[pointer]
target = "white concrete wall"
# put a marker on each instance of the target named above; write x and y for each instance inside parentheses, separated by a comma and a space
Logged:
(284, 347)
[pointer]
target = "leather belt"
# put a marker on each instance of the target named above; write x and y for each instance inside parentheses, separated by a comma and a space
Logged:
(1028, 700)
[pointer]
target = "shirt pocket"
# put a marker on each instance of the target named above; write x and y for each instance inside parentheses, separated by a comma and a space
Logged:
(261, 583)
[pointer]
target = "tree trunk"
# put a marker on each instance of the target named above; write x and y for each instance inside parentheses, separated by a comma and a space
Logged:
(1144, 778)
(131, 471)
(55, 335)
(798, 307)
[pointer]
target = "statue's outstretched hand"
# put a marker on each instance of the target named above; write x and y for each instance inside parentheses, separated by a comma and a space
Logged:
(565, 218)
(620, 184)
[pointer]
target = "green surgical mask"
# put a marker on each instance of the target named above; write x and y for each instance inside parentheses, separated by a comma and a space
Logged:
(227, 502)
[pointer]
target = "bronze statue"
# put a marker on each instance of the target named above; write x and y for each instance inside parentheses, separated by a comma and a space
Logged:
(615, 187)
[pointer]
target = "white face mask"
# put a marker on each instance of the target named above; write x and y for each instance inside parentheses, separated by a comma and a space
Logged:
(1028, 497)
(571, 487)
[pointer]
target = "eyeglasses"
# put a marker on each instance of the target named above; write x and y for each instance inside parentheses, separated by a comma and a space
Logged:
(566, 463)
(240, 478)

### TASK INSTRUCTIONS
The whole set of records needs to be written out exactly.

### RESULT BELOW
[pointer]
target = "white concrete wall"
# put a marker on each instance of the target named above; write x and y for each instance inside parentheses, separated by a comma and a space
Logged:
(284, 347)
[pointer]
target = "leather belt"
# put a marker on each instance of the target named above; write x and y for each instance inside parentheses, separated by a comma and a space
Logged:
(1028, 700)
[pointer]
target = "shirt pocket"
# put a marker on each instance of the target named above; write x and y for each instance inside parentheses, separated by a comma and a space
Logged:
(261, 583)
[pointer]
target = "tree trunk"
# put a marker on each instance of the target named above; write x and y for each instance inside parentheses, separated by a comma and a space
Logged:
(1144, 778)
(131, 471)
(55, 335)
(798, 307)
[pointer]
target = "statue's outstretched hand"
# put a marker on each instance of the target named above; write x and y for each instance inside parentheses, separated by a comma and a space
Logged:
(565, 218)
(620, 184)
[pointer]
target = "green surgical mask"
# put a marker on each instance of the target named above; write x and y for each instance inside parentheses, separated by a comma and a space
Logged:
(227, 502)
[pointer]
target = "bronze statue"
# put a marker on each instance of the target named above; write x and y for each instance inside parentheses, separated by a comma and a space
Logged:
(615, 187)
[pointer]
target = "white face mask"
# put a marker on each instance of the target named above; write x and y for each instance inside parentheses, separated by a comma and a space
Logged:
(1028, 497)
(571, 487)
[pointer]
target = "eyeglasses"
# put a marker on each instance of the target named above; write x and y for each instance inside parentheses, separated by a comma and a space
Logged:
(566, 463)
(240, 478)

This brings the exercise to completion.